** Assignment **
Could you repeat the data word for word while skipping the pictures?

** Records to use **

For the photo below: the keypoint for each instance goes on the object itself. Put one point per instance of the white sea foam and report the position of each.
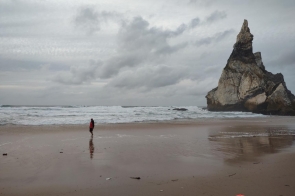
(54, 115)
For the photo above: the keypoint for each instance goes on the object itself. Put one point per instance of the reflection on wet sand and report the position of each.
(91, 147)
(236, 144)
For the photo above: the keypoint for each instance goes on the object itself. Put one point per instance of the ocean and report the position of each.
(57, 115)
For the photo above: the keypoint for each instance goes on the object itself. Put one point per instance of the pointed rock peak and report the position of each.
(245, 27)
(244, 38)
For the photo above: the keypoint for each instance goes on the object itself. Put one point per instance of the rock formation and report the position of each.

** Reply **
For the photo below: the keypoint for each instance goes on the object itself. Put one point per instance of the white sea foam and report the position of each.
(54, 115)
For the photo above: the keypoint for each instance goes on the object itself. Put one point per instance of the reflection on wet sand and report the position of each.
(91, 147)
(236, 144)
For the photo above: the keypoint for each instance goes on the object itself. Put one point per instance of the ocean and report the position of each.
(57, 115)
For the photo above: the keypoint for each instance goes on the object itself. Put one point per instance of the pointed rock peak and report the position of each.
(245, 27)
(244, 38)
For the photo above: the keypoint for each instance goes on the object itself. Put one point per instance of the rock formation and report the position of each.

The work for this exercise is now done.